### Entries shown:
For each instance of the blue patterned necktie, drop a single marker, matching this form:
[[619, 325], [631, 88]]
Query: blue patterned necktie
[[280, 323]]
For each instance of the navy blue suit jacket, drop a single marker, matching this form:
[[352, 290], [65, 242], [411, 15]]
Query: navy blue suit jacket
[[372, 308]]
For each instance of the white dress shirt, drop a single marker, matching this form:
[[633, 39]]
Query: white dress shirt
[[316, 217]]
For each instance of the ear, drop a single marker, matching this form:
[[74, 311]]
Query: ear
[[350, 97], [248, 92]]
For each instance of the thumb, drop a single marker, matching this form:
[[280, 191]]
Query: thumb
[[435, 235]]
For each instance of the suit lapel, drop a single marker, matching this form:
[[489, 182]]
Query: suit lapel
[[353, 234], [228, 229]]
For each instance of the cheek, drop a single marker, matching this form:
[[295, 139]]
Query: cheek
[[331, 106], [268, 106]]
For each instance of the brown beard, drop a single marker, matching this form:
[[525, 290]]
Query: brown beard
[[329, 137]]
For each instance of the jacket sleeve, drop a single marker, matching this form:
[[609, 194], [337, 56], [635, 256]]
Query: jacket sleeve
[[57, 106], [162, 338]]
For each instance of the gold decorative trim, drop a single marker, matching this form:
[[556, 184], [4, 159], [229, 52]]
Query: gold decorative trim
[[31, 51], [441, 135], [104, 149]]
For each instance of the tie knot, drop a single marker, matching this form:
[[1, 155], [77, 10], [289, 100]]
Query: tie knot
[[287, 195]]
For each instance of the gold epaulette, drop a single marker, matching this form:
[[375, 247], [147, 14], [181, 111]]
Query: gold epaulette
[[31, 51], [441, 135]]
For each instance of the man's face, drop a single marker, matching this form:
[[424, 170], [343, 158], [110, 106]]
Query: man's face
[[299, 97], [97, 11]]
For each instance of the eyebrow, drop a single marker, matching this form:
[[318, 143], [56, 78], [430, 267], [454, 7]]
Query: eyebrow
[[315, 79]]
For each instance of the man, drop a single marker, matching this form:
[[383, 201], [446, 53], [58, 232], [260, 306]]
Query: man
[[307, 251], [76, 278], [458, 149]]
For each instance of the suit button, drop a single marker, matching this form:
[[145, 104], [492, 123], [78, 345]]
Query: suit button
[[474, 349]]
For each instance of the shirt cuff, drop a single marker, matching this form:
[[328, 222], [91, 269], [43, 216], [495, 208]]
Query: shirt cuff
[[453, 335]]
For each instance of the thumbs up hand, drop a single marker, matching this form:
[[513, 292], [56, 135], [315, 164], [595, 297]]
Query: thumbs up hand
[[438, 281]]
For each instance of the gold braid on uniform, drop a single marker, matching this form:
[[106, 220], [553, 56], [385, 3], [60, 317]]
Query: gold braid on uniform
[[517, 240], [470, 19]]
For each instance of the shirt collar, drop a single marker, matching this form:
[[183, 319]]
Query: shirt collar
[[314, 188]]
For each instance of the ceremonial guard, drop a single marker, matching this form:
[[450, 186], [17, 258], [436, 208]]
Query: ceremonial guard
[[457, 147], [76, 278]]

### Stated problem:
Copy every one of the entries above without any change.

### Response:
For each instance of the blue patterned necktie, drop a single marker, matching this form:
[[619, 325], [631, 88]]
Query: blue patterned necktie
[[280, 323]]
For each instance of the navy blue suit jacket, drop a single marker, matching this form:
[[352, 290], [65, 242], [411, 15]]
Query: navy blue suit jacket
[[372, 308]]
For each instance of the white dress shirt, drop a single marker, matching this form:
[[633, 39]]
Query: white dress shirt
[[316, 217]]
For each instance of the ear, drop a single marker, matching this form:
[[74, 311]]
Query: ear
[[350, 97], [248, 92]]
For each instance of the thumb, drop a single marker, matching this form:
[[280, 191]]
Query: thumb
[[435, 235]]
For each instance of the suit lapel, drop a single marker, matching this form:
[[489, 182]]
Query: suit lapel
[[353, 234], [228, 229]]
For each instance of the cheek, drop a single marker, matching this form:
[[295, 139]]
Query: cheek
[[331, 106], [268, 106]]
For each instance of the brown beard, drop a single marker, matching this form:
[[525, 290]]
Query: brown beard
[[329, 137]]
For each instance of the jacket sleeve, drop a single marker, matching this form:
[[609, 194], [337, 56], [635, 256]]
Query: jacket sleeve
[[57, 106], [162, 338]]
For each instance of the gold decorative trim, drop a single marker, matching this form:
[[556, 184], [4, 159], [229, 52]]
Query: gold decorative trim
[[31, 51], [441, 135], [104, 149]]
For each instance of the tie knot, drop a single marker, matching this form:
[[1, 155], [77, 10], [289, 100]]
Query: tie knot
[[287, 195]]
For each instance of the gold epaulette, drop a single marker, matching this form:
[[375, 247], [147, 14], [181, 111]]
Query: gold epaulette
[[31, 51], [441, 135]]
For each instance of the man's face, drop a single marker, matching this form:
[[424, 170], [343, 158], [110, 106]]
Query: man's face
[[299, 97], [97, 11]]
For each instance of the eyebrow, drop a single marker, matching this form:
[[318, 143], [56, 78], [430, 267], [454, 7]]
Query: eyebrow
[[315, 79]]
For each instance of the man, drop a single marker, matching this form:
[[383, 201], [446, 53], [58, 232], [260, 306]]
Query: man
[[307, 251], [76, 278], [458, 149]]
For each instance of the suit button, drop a single marker, matching this form:
[[145, 104], [492, 123], [78, 345]]
Query: suit button
[[474, 349]]
For each instance of the shirt cuff, drop a single marker, matching this form:
[[328, 222], [91, 269], [43, 216], [495, 208]]
Query: shirt cuff
[[453, 335]]
For each instance of the thumbs up hand, drop a single marker, matching this form:
[[513, 292], [56, 135], [315, 164], [595, 297]]
Query: thumbs up hand
[[438, 281]]
For each instance of the gold braid on uniform, drop a single marker, matching this form:
[[106, 220], [553, 56], [385, 3], [60, 317]]
Query: gold braid on uniform
[[517, 240], [470, 19]]
For each instance of the shirt collar, drop a single marker, matching this form:
[[183, 319]]
Query: shirt collar
[[314, 188]]
For each instance of the ceremonial guard, drop a single marker, matching this form:
[[450, 186], [17, 258], [436, 208]]
Query: ceremonial guard
[[457, 147], [76, 278]]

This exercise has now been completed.